**Task brief**
Starting at the line that has "Where can you see the striped" and continuing through the last line, please give those lines again with "green jacket" swapped for "blue jacket" and everything else left unchanged.

## Begin Records to use

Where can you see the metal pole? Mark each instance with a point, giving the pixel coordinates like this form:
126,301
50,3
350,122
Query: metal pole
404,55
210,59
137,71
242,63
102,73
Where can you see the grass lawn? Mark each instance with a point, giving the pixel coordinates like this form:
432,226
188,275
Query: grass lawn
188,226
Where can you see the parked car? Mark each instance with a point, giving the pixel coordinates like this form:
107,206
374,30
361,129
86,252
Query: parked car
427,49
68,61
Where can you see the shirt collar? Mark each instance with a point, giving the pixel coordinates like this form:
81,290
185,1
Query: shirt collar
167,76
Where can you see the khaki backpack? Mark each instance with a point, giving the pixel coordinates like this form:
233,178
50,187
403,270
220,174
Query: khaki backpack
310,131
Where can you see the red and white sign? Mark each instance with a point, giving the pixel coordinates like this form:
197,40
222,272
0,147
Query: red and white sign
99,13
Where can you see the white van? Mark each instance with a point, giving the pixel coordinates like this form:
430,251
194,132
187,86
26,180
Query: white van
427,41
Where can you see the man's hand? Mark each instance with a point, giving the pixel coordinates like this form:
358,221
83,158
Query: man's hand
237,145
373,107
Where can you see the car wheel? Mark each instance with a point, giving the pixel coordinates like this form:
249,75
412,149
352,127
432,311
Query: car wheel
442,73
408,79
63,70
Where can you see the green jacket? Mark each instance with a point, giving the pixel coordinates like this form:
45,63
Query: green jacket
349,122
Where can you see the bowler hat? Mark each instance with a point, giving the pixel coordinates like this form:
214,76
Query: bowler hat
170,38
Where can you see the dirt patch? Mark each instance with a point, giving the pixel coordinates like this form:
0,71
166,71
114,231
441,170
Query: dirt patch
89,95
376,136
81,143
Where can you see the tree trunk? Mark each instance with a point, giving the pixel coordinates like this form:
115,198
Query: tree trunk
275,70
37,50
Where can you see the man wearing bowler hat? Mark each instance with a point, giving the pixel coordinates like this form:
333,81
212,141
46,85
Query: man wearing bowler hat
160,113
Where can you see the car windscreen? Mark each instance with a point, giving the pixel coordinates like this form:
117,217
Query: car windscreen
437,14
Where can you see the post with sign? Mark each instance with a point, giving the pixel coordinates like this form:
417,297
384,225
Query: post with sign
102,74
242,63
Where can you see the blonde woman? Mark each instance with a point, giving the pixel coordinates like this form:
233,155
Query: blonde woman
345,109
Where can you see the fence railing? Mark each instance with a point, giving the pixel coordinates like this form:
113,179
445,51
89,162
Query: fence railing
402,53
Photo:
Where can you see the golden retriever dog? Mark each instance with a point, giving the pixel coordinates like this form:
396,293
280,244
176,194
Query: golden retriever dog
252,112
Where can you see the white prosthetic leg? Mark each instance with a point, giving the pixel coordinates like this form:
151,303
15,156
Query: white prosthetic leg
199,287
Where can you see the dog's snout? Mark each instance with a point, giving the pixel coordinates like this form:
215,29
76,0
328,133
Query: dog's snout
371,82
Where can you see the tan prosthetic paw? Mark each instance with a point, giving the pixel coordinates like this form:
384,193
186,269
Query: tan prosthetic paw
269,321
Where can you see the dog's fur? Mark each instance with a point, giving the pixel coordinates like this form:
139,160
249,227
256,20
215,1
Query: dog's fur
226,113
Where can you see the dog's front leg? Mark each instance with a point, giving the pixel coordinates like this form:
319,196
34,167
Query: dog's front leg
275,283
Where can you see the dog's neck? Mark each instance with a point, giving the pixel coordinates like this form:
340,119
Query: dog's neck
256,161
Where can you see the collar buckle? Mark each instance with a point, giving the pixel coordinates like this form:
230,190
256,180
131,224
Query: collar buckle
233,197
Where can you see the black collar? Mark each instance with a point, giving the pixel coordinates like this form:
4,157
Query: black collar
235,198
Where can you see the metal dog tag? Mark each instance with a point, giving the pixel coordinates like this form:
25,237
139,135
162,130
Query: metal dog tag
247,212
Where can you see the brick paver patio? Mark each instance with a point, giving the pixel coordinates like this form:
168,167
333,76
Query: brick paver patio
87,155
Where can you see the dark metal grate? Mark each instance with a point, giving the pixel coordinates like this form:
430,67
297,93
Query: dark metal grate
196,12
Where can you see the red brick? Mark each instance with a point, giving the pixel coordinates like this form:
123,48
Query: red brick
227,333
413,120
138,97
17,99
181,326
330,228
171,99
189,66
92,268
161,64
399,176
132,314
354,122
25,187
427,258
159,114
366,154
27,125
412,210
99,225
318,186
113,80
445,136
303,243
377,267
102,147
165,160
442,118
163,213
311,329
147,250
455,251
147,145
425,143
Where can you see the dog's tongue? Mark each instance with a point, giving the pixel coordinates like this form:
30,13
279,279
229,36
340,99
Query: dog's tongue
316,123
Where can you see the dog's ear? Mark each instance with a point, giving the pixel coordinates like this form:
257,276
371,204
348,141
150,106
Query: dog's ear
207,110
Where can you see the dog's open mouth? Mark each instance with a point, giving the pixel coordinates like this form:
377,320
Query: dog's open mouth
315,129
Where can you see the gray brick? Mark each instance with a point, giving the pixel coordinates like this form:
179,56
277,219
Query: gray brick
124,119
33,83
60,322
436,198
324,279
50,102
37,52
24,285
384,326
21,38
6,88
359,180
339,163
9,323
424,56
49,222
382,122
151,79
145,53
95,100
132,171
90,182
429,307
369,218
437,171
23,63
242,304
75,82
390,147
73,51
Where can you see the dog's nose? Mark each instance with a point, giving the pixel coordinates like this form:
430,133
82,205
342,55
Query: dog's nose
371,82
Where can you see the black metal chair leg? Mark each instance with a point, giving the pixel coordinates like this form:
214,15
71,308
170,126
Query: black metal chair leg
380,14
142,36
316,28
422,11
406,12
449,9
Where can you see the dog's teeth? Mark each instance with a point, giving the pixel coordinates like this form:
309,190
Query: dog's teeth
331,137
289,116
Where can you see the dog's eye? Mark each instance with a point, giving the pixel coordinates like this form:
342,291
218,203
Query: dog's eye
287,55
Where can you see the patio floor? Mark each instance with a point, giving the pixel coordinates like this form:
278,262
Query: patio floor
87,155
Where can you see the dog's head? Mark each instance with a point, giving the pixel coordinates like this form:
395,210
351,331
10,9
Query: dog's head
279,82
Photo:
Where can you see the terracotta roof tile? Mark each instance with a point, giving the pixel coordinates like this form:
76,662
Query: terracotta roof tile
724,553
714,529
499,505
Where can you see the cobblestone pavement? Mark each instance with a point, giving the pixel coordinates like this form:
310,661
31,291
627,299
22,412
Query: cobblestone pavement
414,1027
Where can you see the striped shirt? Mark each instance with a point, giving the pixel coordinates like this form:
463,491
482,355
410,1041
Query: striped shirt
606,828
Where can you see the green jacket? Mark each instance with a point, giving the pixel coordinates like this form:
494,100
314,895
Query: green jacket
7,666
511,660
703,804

## End Records to use

**Task solution**
Where can you see the striped shirt? Mark each instance with a point, giving the pixel coordinates like this form:
463,491
482,355
410,1041
Query: striped shirt
606,828
Where can you see the blue jacket? Mark each instance with a point, giving the pixel coordinates like this form:
494,100
314,895
Query: blue jacket
7,666
511,660
703,804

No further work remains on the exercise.